→ **SHORT PROBLEM A**
Print the passage of the article on U.S.-Iran tensions from "Iranians have expressed" to "Iranians and Iranian-Canadians.".
→ **SHORT PROBLEM B**
Render this sentence from the article on U.S.-Iran tensions in Spanish: "On Sunday morning, President Donald Trump tweeted his support for the Iranian protesters."
→ **SHORT PROBLEM C**
Name every country that the article on U.S.-Iran tensions mentions by name. Exclude adjectives of nationality such as "Ukrainian".

→ **SOURCE TEXT**
○ ○ ○ ○ ○

This week on The Briefing: the latest on the U.S.-Iran confrontation in the middle east, confusion at the Pentagon about a pullout from Iraq, and more.

WASHINGTON — Defense Secretary Mark Esper said Sunday the Trump administration foresees no more Iranian military attacks in retaliation for the U.S. strike that killed the Islamic Republic’s most powerful general. The Pentagon chief suggested that Iran’s government is under internal threat following its downing of a Ukrainian civilian airliner.

“You can see the Iranian people are standing up and asserting their rights, their aspirations for a better government — a different regime,” Esper said.

Iranians have expressed anger over the downing of the Ukrainian flight on Wednesday and the misleading explanations from senior officials in the immediate aftermath. Later the government took the blame for the shootdown, saying it was a tragic accident caused by human error. The plane crash killed all 176 people on board, mostly Iranians and Iranian-Canadians.

On Sunday morning, President Donald Trump tweeted his support for the Iranian protesters.

“To the leaders of Iran - DO NOT KILL YOUR PROTESTERS,” Trump wrote on Twitter. "Thousands have already been killed or imprisoned by you, and the World is watching. More importantly, the USA is watching. Turn your internet back on and let reporters roam free! Stop the killing of your great Iranian people!

○ ○ ○ ○ ○

→ **DATASET EXCERPT**
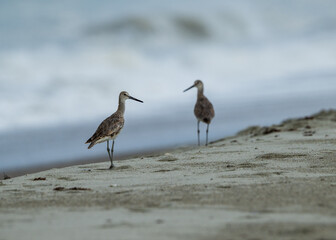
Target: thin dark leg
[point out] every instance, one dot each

○ ○ ○ ○ ○

→ **EXERCISE RESPONSE A**
Iranians have expressed anger over the downing of the Ukrainian flight on Wednesday and the misleading explanations from senior officials in the immediate aftermath. Later the government took the blame for the shootdown, saying it was a tragic accident caused by human error. The plane crash killed all 176 people on board, mostly Iranians and Iranian-Canadians.

→ **EXERCISE RESPONSE B**
El domingo por la mañana, el presidente Donald Trump tuiteó su apoyo a los manifestantes iraníes.

→ **EXERCISE RESPONSE C**
- U.S. (also written "USA")
- Iran
- Iraq